Records
------------------------------

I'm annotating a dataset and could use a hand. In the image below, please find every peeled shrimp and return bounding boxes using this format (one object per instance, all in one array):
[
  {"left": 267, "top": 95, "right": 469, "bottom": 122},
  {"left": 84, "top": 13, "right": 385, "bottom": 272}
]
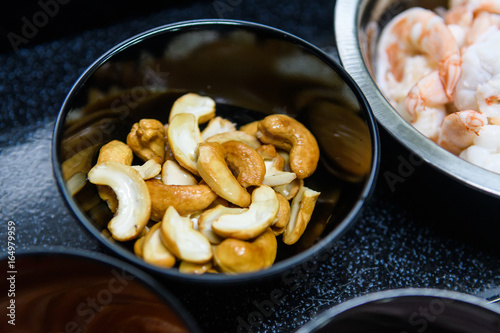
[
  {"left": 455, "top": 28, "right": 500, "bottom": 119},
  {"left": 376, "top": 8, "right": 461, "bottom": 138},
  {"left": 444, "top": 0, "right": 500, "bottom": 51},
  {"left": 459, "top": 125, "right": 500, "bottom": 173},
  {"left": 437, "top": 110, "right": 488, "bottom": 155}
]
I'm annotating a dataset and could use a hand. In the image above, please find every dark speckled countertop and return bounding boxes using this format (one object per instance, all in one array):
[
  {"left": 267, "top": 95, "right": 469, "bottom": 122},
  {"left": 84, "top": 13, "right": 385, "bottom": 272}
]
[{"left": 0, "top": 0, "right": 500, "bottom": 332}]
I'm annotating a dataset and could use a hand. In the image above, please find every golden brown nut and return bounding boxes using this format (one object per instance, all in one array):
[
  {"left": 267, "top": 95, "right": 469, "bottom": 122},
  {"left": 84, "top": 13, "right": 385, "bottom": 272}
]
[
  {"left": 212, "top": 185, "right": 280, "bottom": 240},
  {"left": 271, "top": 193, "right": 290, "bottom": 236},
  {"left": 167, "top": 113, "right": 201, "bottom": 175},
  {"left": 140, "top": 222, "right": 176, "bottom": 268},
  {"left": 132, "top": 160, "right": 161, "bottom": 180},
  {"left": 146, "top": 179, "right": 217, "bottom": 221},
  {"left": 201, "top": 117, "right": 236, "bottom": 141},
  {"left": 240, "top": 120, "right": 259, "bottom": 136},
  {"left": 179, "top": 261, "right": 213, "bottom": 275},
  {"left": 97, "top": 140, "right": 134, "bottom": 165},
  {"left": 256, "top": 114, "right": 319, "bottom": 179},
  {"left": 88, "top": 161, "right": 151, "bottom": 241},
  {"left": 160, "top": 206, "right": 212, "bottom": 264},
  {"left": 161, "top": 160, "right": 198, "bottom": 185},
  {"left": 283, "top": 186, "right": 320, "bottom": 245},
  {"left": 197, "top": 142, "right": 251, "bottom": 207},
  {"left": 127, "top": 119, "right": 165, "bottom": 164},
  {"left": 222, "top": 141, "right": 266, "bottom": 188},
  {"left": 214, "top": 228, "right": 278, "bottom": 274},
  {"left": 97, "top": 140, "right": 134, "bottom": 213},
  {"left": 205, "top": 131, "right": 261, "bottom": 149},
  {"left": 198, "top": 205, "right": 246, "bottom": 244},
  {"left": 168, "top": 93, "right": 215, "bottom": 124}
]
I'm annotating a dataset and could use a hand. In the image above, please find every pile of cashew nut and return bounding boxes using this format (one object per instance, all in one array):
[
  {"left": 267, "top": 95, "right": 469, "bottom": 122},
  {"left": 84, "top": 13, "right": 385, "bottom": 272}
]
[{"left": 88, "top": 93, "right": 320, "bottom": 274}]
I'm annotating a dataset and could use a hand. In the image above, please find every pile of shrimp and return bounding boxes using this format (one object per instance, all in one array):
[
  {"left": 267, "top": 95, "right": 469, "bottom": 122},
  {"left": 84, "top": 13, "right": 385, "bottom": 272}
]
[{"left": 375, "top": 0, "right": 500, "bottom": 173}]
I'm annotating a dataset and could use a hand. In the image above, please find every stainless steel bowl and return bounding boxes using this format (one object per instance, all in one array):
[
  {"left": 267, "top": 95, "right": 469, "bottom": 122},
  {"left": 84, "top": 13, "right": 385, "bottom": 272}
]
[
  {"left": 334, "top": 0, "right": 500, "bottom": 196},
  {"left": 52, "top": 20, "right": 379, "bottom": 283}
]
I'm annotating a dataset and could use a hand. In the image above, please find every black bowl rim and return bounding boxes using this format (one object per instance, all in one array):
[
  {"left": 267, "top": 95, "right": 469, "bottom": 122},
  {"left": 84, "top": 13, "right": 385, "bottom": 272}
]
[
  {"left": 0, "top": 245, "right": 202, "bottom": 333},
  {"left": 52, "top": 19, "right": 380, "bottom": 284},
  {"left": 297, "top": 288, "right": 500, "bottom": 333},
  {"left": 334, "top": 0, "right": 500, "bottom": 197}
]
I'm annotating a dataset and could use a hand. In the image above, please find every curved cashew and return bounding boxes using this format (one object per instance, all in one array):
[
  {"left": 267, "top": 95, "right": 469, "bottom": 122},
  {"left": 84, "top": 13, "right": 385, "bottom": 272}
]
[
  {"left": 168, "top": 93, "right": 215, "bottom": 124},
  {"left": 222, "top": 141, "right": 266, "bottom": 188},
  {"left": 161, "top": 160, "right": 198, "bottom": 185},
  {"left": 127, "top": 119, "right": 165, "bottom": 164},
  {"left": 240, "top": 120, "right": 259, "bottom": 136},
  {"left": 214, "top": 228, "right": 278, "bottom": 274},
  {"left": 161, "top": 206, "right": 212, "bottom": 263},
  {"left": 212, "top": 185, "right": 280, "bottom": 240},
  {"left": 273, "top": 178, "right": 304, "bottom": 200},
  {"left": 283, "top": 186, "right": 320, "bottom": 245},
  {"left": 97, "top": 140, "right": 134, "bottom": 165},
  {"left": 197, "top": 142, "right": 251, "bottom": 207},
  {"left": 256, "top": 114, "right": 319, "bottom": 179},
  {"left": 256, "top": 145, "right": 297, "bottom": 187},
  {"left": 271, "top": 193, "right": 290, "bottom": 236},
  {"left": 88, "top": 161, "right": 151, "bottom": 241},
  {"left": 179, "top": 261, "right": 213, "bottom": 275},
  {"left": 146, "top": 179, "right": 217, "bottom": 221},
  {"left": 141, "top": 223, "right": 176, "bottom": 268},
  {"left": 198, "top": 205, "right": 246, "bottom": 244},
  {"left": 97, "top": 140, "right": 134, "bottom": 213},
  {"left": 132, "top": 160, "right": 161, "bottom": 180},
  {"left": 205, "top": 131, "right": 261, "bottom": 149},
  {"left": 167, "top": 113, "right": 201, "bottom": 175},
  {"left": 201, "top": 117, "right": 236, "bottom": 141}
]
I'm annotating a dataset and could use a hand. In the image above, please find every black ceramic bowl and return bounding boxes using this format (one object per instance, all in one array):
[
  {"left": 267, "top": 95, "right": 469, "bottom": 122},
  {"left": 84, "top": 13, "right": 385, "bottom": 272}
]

------------------------------

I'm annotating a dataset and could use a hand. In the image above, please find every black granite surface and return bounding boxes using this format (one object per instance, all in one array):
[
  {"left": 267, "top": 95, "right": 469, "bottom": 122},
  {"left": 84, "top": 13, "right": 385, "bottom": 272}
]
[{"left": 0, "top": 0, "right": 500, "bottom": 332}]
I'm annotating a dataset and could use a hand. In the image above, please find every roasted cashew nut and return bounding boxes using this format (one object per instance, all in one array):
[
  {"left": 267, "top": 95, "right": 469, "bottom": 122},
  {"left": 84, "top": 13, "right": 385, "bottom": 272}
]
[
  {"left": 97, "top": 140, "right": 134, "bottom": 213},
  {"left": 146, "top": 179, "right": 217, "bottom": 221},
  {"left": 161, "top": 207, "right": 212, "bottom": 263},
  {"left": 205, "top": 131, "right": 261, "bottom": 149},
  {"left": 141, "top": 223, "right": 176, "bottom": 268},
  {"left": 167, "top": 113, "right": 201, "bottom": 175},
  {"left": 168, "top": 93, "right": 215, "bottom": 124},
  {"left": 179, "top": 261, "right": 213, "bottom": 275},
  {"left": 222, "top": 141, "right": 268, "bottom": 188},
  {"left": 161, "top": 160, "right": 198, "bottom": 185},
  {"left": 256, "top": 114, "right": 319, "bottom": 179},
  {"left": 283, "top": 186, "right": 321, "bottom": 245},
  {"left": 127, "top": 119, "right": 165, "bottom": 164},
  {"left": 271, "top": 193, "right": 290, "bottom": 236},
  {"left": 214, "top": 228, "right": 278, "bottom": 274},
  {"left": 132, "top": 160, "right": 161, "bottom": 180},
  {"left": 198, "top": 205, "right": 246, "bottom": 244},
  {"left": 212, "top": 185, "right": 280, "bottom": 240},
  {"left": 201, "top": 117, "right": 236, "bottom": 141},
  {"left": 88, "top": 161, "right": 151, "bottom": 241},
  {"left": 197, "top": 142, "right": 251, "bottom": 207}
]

------------------------------

■ GIVEN INSTRUCTION
Please pick out every line of the listing that contains the string "shrimp" and copy each one. Case counts.

■ RESULT
I'm annotating a dataset and could use a hand. In the image below, please find every peeled shrimp and return bounding boxes using this format (one object per instance, all in one array):
I'm annotating a dataset and could use a hand. In the image above, please find every pile of shrimp and return bounding boxes using this format (one object per instance, all in one array):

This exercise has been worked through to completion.